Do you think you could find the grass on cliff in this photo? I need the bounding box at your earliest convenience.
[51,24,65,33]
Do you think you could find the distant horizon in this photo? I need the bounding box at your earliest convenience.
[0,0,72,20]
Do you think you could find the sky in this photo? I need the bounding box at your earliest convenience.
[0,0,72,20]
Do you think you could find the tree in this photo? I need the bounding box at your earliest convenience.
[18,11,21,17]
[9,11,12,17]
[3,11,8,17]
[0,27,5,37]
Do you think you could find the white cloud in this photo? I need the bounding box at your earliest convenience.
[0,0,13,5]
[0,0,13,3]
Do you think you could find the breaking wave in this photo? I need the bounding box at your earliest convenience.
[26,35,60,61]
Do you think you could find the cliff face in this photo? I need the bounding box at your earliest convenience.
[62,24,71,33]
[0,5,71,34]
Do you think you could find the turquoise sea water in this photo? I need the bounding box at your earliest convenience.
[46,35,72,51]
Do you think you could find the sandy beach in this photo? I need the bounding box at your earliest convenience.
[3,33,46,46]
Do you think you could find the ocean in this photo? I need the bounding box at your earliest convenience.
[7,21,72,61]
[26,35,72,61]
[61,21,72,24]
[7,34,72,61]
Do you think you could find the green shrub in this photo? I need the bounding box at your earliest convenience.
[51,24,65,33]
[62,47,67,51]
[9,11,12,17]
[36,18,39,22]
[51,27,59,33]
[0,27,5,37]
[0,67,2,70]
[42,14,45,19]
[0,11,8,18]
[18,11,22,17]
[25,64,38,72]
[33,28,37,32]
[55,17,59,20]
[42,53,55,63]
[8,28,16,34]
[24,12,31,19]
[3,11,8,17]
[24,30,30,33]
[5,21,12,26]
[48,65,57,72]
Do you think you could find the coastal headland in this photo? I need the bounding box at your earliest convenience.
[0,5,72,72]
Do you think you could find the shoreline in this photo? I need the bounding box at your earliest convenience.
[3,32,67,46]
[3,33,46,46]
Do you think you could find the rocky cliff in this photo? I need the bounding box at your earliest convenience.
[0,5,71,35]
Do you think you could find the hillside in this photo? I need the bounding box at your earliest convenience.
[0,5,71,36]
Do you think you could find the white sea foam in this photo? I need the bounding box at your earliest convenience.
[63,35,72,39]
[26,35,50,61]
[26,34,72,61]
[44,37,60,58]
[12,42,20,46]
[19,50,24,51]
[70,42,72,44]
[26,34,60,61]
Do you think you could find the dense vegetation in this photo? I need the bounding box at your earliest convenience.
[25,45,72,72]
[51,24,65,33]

---+---

Work request >> Give back the full listing above verbatim.

Output of the exercise >>
Do you think you could find the grass on cliff in this photo? I need the bounding box at your earliest convenience.
[51,24,65,33]
Do you think you could find the distant horizon in this photo? I need the bounding box at your earliest convenience.
[0,0,72,20]
Do you think you could find the sky in this photo? I need the bounding box at your earliest convenience.
[0,0,72,20]
Do you think you could find the tree in this photo? I need the bounding box at your earliest convenience.
[18,11,21,17]
[9,11,12,17]
[3,11,8,17]
[0,27,5,37]
Do you think you could find the white cloud in this photo? I need the bounding box at your earliest convenience.
[0,0,13,5]
[0,0,13,3]
Do you think you could find the breaking wave in this photo? I need the bounding box at your earliest convenience.
[26,35,60,61]
Do you think you could find the cliff face in this photo? I need the bounding box at your earliest convenience.
[62,24,71,33]
[0,5,71,34]
Do you think you could find the turquoise sea water in this photo? I need the bounding box at your earliest convenience.
[46,35,72,51]
Do you think you could find the sandy beach in this photo? I need the bounding box at your earliest convenience.
[3,33,46,46]
Do you think you could find the ocean in this photo? I need the bounding box at your earliest convenience.
[7,21,72,61]
[26,35,72,61]
[61,21,72,24]
[7,34,72,61]
Do you think you could find the green shrub in this photo? I need the bounding box at your earliest convenience.
[51,24,65,33]
[62,47,67,51]
[9,11,12,17]
[36,18,39,22]
[51,27,59,33]
[0,27,5,37]
[0,67,2,70]
[42,14,45,19]
[0,11,8,18]
[18,11,22,17]
[25,64,38,72]
[33,28,37,32]
[55,17,59,20]
[42,53,55,63]
[8,28,16,34]
[24,12,31,19]
[3,11,8,17]
[24,30,30,33]
[5,21,12,26]
[48,65,57,72]
Do you think you could find the coastal headland in this photo? I need the bounding box at your earliest convenience.
[0,5,72,72]
Do you think you could find the shoreline in this photo? I need the bounding box at your earliest convenience.
[3,32,67,46]
[3,33,46,46]
Do you think you could find the rocky cliff in this photo? I need the bounding box at your earliest convenience.
[0,5,71,35]
Do you think you could find the hillside in this photo? I need the bounding box at your earliest convenience.
[0,5,71,36]
Do you think you could find the white sea foam in this photo? I need the bounding box at your earliest convenience.
[63,35,72,39]
[26,35,50,61]
[26,34,72,61]
[44,37,60,58]
[12,42,20,46]
[19,50,24,51]
[70,42,72,44]
[26,34,60,61]
Do you think you could find the dense vegetation in this photo? I need the bounding box at your earliest convenience.
[25,45,72,72]
[51,24,65,33]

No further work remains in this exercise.